> [Document segment]:
○ ○ ○ ○ ○ ○ ○

Devil in the Details is the fourth album by Saigon Kick, and the first to feature guitarist Pete Dembrowski.

The artwork used for the cover of the album is titled 'Winners And Losers' by painter Charles Bragg.

Critical reception
Larry Flick of Billboard called the promo single for the song "Eden" in his positive review an "eclectic offering" and wrote, "Determined vocals join wandering piano keystrokes and a flurry of blazing guitars to form a surprisingly melodic rock track."

Track listing

Personnel

Saigon Kick
 Chris McLernon – bass, chant (2)
 Pete Dembrowski – guitar, chant (2)
 Phil Varone – drums, percussion, chant (2)
 Jason Bieler – vocals, guitar, programming, production, chant (2)

Additional musicians
 Howard Helm – programming (15)

○ ○ ○ ○ ○ ○ ○

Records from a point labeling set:
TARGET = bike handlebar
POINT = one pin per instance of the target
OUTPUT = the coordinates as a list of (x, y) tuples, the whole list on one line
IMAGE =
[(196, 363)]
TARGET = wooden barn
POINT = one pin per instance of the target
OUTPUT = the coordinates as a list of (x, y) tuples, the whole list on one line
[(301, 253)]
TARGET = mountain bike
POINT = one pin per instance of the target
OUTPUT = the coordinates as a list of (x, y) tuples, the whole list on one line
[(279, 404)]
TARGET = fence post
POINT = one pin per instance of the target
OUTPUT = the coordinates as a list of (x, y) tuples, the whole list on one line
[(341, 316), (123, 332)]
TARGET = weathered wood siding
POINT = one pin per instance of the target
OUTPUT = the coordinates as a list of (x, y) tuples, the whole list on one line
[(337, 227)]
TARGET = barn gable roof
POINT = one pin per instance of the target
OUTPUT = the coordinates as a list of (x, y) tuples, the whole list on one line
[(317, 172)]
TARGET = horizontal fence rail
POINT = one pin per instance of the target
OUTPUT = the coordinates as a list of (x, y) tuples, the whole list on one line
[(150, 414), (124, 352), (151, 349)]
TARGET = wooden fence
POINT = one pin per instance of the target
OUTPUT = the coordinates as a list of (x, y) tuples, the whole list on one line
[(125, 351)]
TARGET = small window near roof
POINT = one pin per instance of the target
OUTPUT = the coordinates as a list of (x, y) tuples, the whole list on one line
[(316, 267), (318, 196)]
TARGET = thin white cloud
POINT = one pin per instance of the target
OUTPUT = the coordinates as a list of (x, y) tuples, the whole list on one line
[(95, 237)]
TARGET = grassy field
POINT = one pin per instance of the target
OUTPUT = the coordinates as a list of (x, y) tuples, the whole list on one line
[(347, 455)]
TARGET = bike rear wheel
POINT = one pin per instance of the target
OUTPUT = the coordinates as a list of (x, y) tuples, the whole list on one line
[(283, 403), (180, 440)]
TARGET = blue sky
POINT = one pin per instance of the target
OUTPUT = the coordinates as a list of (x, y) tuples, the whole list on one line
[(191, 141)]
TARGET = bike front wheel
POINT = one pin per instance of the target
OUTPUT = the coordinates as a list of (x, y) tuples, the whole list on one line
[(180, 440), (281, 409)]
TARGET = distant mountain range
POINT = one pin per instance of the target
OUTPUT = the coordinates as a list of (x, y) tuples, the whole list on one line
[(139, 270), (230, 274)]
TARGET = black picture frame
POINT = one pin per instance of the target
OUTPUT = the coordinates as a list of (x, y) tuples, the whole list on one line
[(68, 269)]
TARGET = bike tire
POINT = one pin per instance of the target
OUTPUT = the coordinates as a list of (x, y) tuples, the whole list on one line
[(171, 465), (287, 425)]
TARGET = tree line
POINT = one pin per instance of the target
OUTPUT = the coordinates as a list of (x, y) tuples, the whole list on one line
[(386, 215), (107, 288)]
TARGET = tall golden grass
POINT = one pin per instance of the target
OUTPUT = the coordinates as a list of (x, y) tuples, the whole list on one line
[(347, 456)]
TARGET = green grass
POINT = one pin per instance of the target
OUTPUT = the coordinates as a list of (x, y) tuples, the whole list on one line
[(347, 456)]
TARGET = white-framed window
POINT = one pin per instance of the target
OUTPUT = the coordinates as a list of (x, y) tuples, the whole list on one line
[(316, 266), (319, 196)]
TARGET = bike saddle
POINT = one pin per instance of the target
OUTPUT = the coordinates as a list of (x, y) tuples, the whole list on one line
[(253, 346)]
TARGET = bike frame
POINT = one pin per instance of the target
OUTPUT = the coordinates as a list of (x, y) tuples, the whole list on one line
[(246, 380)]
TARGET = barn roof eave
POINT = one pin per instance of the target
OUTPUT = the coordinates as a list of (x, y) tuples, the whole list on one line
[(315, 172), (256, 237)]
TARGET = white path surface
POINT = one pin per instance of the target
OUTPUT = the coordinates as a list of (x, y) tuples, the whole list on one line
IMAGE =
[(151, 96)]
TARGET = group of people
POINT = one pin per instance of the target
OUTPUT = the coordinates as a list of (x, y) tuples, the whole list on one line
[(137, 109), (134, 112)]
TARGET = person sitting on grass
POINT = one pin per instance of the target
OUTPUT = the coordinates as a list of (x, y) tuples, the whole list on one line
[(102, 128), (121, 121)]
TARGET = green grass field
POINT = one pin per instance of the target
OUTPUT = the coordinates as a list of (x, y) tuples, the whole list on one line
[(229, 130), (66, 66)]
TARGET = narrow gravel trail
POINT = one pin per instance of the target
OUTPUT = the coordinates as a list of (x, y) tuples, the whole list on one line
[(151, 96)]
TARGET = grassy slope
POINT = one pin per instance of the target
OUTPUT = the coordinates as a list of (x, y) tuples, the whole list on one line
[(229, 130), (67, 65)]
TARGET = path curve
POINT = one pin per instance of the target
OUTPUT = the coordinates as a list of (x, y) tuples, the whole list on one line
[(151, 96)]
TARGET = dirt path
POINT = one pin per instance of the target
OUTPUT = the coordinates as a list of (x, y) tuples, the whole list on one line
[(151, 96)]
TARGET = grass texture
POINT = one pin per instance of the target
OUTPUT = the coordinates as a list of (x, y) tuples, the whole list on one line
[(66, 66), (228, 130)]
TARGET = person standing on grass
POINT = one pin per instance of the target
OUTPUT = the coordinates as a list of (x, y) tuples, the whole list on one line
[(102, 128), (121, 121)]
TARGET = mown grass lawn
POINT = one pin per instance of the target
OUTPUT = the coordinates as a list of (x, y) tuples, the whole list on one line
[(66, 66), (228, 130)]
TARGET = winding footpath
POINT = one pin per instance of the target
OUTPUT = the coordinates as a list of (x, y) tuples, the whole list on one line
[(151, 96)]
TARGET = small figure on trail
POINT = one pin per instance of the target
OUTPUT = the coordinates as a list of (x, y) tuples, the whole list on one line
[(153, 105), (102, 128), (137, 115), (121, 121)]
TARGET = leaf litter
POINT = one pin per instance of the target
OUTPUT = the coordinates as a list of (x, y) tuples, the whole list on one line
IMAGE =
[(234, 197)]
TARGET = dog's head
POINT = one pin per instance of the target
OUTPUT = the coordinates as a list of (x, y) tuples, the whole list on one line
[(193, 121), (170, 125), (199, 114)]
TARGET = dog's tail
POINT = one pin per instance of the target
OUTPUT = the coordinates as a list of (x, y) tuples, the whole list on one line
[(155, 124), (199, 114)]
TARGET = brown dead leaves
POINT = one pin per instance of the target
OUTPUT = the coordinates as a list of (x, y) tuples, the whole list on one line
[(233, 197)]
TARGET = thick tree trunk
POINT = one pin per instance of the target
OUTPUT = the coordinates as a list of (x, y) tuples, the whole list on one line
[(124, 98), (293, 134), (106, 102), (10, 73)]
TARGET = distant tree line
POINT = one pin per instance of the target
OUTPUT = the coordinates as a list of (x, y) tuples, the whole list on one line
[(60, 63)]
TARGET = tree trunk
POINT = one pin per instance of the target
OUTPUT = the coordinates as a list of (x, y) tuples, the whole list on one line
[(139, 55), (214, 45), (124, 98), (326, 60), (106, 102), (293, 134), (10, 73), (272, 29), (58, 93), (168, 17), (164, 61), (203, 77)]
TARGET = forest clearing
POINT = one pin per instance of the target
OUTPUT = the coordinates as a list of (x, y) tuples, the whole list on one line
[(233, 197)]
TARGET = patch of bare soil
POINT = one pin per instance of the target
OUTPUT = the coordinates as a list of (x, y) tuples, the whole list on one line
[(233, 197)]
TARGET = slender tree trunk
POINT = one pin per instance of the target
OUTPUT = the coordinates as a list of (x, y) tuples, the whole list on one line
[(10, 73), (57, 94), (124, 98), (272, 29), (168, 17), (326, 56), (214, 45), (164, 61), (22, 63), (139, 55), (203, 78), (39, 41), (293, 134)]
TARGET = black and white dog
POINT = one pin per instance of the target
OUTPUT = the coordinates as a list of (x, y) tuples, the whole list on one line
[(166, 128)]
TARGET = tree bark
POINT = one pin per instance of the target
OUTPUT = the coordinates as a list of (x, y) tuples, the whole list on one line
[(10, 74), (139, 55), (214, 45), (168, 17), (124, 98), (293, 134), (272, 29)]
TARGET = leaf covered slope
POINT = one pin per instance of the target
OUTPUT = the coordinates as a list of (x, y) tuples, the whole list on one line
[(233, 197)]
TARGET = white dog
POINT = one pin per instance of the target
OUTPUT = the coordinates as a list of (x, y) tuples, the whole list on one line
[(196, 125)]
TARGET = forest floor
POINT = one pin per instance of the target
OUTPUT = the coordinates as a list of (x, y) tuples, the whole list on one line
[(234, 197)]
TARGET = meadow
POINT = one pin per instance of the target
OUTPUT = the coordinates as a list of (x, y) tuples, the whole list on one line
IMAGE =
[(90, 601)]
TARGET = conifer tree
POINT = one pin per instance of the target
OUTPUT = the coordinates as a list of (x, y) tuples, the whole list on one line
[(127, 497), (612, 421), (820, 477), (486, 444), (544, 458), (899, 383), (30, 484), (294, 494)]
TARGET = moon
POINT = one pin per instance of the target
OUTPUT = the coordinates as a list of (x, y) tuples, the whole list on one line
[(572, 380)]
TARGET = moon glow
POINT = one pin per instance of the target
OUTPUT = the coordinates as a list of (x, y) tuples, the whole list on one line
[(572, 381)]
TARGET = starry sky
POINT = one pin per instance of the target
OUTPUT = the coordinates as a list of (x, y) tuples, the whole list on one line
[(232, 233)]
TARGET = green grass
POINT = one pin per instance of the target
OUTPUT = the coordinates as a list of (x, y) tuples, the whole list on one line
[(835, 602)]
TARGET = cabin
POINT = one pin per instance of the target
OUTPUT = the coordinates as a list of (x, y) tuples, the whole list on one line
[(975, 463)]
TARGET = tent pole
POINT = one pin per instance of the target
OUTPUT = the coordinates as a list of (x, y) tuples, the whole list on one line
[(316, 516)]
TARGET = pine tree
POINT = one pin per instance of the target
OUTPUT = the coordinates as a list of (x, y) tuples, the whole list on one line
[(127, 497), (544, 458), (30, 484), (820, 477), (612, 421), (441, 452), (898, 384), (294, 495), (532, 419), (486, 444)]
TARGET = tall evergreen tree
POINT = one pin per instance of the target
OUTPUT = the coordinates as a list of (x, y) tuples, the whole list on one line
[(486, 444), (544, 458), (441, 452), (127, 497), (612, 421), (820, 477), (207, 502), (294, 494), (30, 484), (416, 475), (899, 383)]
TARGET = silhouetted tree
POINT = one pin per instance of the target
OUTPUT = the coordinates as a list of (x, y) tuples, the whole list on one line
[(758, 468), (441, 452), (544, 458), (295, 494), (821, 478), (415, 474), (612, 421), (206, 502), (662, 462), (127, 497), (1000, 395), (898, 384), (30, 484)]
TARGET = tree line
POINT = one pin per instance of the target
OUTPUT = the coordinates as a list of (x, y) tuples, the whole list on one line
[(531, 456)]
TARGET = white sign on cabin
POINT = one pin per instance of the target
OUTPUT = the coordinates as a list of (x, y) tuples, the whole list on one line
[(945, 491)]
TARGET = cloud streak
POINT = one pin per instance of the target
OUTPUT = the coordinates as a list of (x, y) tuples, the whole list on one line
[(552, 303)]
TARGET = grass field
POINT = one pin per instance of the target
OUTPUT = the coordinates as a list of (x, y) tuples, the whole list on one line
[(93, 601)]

○ ○ ○ ○ ○ ○ ○

> [Problem set]:
(a) In the passage on Devil in the Details, reproduce word for word everything from "The artwork used" down to "percussion, chant (2)".
(b) According to the passage on Devil in the Details, which painter created the artwork used on the album's cover?
(c) For each statement, say whether the passage on Devil in the Details supports it, answering yes or no and quoting the words that decide it: (i) Devil in the Details is the third album by Saigon Kick. (ii) Larry Flick wrote for Billboard. (iii) Phil Varone is credited with drums.

> [Per-task outputs]:
(a)
The artwork used for the cover of the album is titled 'Winners And Losers' by painter Charles Bragg.

Critical reception
Larry Flick of Billboard called the promo single for the song "Eden" in his positive review an "eclectic offering" and wrote, "Determined vocals join wandering piano keystrokes and a flurry of blazing guitars to form a surprisingly melodic rock track."

Track listing

Personnel

Saigon Kick
 Chris McLernon – bass, chant (2)
 Pete Dembrowski – guitar, chant (2)
 Phil Varone – drums, percussion, chant (2)

(b) Charles Bragg

(c)
(i) No: "Devil in the Details is the fourth album by Saigon Kick"
(ii) Yes: "Larry Flick of Billboard"
(iii) Yes: "Phil Varone – drums, percussion, chant (2)"